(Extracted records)
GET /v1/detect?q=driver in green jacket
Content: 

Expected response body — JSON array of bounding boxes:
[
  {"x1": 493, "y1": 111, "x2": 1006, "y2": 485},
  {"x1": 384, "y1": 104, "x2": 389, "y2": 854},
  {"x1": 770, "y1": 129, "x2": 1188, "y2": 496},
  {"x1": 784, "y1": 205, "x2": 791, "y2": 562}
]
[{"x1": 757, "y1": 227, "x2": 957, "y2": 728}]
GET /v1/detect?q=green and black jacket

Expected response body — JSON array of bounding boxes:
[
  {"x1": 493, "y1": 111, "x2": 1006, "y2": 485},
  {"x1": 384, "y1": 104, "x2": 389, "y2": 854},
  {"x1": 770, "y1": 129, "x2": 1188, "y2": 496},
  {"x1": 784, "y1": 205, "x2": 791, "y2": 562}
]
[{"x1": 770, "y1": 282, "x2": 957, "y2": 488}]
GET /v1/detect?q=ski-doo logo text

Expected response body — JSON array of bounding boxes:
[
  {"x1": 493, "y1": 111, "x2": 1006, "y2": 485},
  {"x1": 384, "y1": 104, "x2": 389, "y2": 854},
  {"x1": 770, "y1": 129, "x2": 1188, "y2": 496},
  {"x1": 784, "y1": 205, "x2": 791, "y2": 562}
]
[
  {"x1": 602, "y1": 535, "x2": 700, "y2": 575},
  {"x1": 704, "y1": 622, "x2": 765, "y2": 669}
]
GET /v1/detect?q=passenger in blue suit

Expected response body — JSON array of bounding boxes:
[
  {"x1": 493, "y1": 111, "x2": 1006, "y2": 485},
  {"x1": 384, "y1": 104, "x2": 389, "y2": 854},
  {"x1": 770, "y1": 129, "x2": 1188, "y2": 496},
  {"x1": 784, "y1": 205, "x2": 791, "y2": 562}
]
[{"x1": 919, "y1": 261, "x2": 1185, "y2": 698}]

* [Task]:
Show each line of the records above that contains the word "jacket".

* [Result for this task]:
GET /v1/detect?q=driver in green jacket
GET /v1/detect?q=green and black jacket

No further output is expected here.